*** SOURCE DOCUMENT ***

Hajipur is a village in Dih block of Rae Bareli district, Uttar Pradesh, India. It is located 37 km from Raebareli, the district headquarters. As of 2011, it has a population of 1,387 people, in 246 households. It has one primary school and no healthcare facilities. It belongs to the nyaya panchayat of Ahora Rampur.

The 1951 census recorded Hajipur as comprising 8 hamlets, with a total population of 513 people (252 male and 261 female), in 111 households and 97 physical houses. The area of the village was given as 558 acres. 25 residents were literate, 19 male and 6 female. The village was listed as belonging to the pargana of Parshadepur and the thana of Salon.

The 1961 census recorded Hajipur as comprising 8 hamlets, with a total population of 579 people (285 male and 294 female), in 123 households and 118 physical houses. The area of the village was given as 558 acres.

The 1981 census recorded Hajipur as having a population of 744 people, in 150 households, and having an area of 218.53 hectares. The main staple foods were given as wheat and bajra.

The 1991 census recorded Hajipur as having a total population of 877 people (443 male and 434 female), in 177 households and 177 physical houses. The area of the village was listed as 219 hectares. Members of the 0-6 age group numbered 195, or 22% of the total; this group was 50% male (97) and 50% female (98). Members of scheduled castes made up 16% of the village's population, while no members of scheduled tribes were recorded. The literacy rate of the village was 32% (216 men and 64 women). 231 people were classified as main workers (199 men and 32 women), while 80 people were classified as marginal workers (1 man and 79 women); the remaining 566 residents were non-workers. The breakdown of main workers by employment category was as follows: 198 cultivators (i.e. people who owned or leased their own land); 7 agricultural labourers (i.e. people who worked someone else's land in return for payment); 2 workers in livestock, forestry, fishing, hunting, plantations, orchards, etc.; 0 in mining and quarrying; 4 household industry workers; 6 workers employed in other manufacturing, processing, service, and repair roles; 0 construction workers; 0 employed in trade and commerce; 1 employed in transport, storage, and communications; and 13 in other services.

*** End of SOURCE DOCUMENT ***
*** ENTRIES PROVIDED ***

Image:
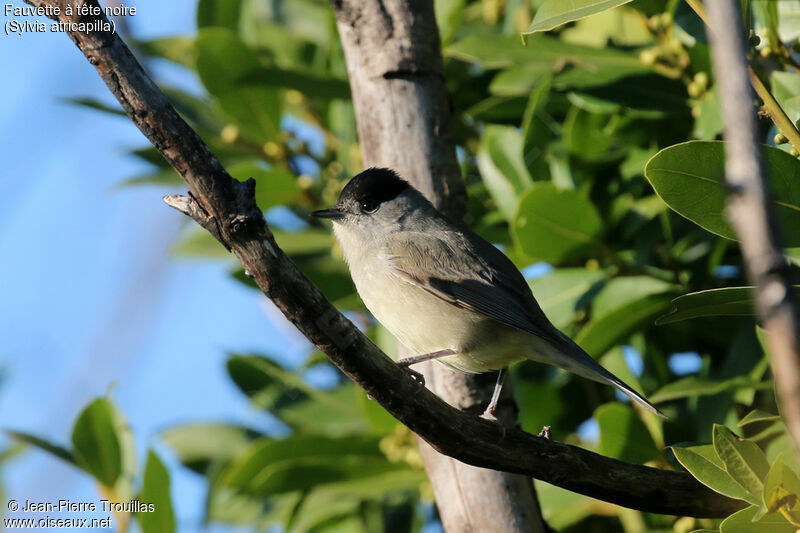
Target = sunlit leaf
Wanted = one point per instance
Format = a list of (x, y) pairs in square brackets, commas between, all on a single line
[(690, 178), (546, 227), (156, 491), (554, 13), (743, 459), (704, 464), (96, 442)]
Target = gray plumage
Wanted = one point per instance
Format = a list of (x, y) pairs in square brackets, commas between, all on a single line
[(436, 286)]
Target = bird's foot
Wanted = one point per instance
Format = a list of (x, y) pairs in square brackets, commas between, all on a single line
[(488, 414), (416, 376)]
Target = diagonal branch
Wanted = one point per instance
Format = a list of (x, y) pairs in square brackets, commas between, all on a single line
[(749, 209), (227, 208)]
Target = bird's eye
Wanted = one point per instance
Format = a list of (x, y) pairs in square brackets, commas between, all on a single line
[(369, 206)]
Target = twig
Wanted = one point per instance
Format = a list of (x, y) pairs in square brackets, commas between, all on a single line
[(774, 109), (459, 434), (750, 212)]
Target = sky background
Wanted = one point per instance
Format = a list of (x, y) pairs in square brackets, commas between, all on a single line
[(90, 297)]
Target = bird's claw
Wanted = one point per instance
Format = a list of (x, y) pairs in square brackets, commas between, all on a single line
[(416, 376), (488, 415)]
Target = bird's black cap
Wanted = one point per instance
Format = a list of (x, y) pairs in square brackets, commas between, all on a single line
[(373, 187)]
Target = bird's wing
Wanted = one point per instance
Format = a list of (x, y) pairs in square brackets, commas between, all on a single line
[(468, 272)]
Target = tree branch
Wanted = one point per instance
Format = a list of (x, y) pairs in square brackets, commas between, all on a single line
[(749, 208), (403, 114), (229, 206), (771, 105)]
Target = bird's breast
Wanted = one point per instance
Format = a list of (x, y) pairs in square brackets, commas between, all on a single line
[(425, 323)]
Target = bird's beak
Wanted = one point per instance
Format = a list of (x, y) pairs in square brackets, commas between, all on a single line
[(332, 213)]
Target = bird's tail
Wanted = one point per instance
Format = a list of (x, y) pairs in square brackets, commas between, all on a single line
[(579, 362)]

*** End of ENTRIES PROVIDED ***

### WHAT YOU WILL DO
Summarize the Hajipur village text in exactly two sentences.

### EXERCISE ANSWER
Hajipur is a village in Dih block of Rae Bareli district, Uttar Pradesh, India, 37 km from the district headquarters, and in 2011 it had 1,387 people in 246 households. Censuses from 1951 to 1991 recorded its population rising from 513 to 877, and in 1991 the literacy rate was 32% and 198 of the 231 main workers were cultivators.